[Records contained in a dataset]
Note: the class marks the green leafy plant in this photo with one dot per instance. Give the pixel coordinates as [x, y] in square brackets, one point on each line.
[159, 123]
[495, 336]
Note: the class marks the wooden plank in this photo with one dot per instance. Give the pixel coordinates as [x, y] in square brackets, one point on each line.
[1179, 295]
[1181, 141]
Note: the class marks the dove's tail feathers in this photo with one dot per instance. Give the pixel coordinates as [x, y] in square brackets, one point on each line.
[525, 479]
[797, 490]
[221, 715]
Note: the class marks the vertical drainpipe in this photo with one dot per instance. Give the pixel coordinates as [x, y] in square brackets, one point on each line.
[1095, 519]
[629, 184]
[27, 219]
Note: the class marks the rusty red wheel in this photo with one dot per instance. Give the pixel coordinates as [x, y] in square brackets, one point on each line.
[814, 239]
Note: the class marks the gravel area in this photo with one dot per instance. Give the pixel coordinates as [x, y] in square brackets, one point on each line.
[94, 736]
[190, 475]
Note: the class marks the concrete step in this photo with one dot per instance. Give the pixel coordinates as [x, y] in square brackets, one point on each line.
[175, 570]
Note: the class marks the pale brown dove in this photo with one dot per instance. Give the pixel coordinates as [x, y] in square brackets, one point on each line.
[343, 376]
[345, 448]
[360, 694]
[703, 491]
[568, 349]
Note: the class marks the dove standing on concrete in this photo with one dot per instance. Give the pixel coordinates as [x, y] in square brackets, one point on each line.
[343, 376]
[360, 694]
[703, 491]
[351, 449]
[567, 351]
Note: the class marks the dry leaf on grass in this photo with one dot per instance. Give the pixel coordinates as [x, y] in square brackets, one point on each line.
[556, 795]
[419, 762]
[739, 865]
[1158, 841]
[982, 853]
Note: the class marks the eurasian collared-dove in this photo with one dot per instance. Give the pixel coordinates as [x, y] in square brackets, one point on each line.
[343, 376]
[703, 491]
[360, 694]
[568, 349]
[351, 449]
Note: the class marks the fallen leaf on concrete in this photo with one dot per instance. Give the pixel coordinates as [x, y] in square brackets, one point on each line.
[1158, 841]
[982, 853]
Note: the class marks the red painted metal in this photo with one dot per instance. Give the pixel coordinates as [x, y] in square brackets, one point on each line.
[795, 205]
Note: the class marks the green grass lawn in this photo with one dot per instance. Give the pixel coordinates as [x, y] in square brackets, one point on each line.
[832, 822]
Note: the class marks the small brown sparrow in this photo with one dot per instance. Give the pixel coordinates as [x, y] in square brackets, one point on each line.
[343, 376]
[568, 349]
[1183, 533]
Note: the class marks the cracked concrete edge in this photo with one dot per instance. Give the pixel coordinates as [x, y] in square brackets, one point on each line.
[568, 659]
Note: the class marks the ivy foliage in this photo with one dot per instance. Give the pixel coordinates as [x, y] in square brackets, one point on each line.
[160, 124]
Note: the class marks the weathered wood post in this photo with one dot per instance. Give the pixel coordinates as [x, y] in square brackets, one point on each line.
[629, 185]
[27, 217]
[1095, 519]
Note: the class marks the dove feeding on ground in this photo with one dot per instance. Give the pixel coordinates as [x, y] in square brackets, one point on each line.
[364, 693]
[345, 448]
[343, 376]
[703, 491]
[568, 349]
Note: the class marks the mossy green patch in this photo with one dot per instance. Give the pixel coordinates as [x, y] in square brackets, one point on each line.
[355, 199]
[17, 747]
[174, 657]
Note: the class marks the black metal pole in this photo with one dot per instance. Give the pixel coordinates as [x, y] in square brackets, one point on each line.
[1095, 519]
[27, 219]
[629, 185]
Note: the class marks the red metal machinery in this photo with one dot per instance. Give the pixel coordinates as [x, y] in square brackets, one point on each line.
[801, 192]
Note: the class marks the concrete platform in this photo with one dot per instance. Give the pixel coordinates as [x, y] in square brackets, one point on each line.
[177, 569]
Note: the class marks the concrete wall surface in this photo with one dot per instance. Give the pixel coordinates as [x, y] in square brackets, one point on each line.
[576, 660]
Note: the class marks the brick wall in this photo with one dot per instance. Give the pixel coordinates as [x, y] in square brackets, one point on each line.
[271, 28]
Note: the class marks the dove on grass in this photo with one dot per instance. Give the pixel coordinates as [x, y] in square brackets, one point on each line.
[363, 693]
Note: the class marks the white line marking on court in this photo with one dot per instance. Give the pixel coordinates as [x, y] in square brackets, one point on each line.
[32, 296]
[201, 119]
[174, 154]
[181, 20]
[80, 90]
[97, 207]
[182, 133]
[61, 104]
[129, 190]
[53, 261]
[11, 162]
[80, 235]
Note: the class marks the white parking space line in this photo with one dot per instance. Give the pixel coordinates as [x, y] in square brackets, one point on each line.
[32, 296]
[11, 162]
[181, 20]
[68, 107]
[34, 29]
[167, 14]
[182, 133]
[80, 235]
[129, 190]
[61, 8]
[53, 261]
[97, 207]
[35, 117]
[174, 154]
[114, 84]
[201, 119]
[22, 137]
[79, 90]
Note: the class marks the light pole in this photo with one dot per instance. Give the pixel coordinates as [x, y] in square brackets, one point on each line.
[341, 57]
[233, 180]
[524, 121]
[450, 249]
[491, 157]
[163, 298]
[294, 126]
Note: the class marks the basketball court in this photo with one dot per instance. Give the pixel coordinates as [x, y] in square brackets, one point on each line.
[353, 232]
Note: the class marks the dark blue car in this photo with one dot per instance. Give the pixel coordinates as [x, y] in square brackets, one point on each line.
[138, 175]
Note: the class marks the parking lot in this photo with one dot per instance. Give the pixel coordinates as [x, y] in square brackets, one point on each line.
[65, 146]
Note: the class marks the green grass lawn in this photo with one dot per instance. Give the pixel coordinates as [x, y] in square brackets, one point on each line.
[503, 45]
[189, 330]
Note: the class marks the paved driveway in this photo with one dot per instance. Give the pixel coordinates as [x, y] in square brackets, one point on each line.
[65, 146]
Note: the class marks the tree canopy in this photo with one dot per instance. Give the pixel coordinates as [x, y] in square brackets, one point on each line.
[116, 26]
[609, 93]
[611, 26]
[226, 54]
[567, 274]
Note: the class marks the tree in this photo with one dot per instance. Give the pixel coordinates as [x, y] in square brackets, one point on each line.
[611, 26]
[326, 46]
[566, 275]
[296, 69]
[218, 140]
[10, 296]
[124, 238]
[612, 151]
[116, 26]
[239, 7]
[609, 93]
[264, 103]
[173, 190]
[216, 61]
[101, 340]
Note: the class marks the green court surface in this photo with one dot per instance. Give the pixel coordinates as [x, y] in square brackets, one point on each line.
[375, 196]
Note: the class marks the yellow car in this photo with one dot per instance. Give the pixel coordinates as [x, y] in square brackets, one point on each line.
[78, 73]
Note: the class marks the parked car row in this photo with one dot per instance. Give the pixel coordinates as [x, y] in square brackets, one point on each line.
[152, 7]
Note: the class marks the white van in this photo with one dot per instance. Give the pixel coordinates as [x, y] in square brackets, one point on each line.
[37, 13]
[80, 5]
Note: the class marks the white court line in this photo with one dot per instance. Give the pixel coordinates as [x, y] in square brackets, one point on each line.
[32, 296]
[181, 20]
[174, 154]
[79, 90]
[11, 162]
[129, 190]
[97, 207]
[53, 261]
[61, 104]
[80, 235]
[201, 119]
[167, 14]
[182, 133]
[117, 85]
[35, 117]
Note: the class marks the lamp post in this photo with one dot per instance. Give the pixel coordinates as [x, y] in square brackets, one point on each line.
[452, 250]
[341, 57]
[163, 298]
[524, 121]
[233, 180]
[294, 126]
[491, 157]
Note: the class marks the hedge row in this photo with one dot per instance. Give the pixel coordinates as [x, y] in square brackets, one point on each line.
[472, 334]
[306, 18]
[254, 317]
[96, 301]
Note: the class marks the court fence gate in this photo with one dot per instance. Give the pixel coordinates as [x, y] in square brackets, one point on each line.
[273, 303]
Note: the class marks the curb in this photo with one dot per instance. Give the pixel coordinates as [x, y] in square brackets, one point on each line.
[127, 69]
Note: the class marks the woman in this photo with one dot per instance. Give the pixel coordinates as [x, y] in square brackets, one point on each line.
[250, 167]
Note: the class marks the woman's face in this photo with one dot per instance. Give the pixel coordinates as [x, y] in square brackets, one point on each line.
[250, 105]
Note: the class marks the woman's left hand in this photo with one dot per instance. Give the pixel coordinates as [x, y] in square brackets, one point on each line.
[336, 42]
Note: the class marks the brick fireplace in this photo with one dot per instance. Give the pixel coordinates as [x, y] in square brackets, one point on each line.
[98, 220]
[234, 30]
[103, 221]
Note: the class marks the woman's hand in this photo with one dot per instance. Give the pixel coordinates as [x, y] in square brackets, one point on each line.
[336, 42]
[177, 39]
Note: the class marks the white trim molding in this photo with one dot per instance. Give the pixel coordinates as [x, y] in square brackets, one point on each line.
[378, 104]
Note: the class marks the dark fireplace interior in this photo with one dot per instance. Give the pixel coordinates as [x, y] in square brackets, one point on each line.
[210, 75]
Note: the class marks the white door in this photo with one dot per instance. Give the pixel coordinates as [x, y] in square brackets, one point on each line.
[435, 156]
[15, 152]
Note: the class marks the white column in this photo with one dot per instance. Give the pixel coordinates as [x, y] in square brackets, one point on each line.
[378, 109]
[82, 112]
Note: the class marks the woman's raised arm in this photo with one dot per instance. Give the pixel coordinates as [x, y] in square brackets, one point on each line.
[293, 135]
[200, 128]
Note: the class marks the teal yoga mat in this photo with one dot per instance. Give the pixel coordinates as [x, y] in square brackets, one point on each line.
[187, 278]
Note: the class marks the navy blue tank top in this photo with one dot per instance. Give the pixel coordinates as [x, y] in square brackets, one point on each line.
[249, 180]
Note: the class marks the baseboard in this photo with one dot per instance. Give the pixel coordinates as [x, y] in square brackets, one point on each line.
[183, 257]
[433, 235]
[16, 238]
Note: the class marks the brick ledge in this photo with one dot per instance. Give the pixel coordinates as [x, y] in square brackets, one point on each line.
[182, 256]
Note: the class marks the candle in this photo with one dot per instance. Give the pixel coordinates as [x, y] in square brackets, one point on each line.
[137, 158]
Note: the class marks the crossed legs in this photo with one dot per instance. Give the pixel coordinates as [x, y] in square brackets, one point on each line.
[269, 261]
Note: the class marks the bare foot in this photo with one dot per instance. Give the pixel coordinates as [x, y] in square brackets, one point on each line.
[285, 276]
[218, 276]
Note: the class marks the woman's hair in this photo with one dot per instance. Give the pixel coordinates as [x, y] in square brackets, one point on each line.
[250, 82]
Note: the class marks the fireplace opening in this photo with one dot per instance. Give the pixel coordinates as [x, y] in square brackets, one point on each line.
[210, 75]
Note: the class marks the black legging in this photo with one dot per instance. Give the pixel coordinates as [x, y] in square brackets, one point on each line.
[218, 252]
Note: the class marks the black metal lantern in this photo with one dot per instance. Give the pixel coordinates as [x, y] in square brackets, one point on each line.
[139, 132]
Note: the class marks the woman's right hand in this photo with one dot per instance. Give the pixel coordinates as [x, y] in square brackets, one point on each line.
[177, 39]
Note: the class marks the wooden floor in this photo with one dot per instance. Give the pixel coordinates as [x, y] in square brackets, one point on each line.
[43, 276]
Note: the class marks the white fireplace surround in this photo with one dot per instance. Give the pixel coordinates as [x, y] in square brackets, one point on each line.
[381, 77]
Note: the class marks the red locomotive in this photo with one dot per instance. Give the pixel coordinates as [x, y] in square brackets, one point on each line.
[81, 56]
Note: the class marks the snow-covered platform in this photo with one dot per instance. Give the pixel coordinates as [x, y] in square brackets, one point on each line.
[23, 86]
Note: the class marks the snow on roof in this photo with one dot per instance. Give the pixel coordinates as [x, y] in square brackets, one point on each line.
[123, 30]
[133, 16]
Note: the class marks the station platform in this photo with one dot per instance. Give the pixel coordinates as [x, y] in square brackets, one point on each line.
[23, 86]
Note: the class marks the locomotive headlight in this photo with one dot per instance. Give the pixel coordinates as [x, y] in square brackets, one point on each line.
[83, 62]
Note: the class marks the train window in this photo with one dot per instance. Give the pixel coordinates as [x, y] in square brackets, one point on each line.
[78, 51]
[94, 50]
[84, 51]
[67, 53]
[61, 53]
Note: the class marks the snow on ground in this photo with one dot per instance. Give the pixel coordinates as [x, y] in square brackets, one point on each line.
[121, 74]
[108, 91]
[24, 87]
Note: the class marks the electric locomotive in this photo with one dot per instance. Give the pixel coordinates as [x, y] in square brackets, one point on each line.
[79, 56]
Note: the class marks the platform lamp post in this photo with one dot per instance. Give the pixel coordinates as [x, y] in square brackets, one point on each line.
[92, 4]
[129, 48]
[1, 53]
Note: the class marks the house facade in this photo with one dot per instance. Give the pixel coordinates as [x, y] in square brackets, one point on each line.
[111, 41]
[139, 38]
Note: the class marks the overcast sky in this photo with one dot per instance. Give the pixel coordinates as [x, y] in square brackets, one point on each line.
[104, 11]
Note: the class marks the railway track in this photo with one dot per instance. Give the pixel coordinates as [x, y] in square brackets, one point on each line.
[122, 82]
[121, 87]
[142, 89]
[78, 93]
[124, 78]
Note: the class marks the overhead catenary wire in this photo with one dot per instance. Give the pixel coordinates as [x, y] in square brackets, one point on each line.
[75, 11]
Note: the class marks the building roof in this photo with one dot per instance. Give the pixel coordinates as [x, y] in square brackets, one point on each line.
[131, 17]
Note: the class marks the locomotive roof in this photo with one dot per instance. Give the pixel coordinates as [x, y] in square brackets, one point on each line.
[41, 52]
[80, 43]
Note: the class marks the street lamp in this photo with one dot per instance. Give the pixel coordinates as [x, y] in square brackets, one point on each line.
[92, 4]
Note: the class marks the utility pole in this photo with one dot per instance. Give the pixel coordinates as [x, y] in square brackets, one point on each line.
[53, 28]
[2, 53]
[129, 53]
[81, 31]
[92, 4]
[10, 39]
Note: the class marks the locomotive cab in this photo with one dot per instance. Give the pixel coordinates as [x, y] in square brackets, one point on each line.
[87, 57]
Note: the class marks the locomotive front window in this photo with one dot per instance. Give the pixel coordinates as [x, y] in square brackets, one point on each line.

◆ Task instructions ◆
Beginning at the line that contains "Note: the class marks the locomotive cab" and ending at the last line above, copy each line without any change.

◆ Written response ◆
Note: the class marks the locomotive cab in this photo with one dot per instance. Give the pixel coordinates as [x, y] in square brackets, one point on each line.
[87, 57]
Note: the class marks the locomotive front window in this photo with one dot per instance. Give the pixel coordinates as [x, y] in square brackets, one point on each line.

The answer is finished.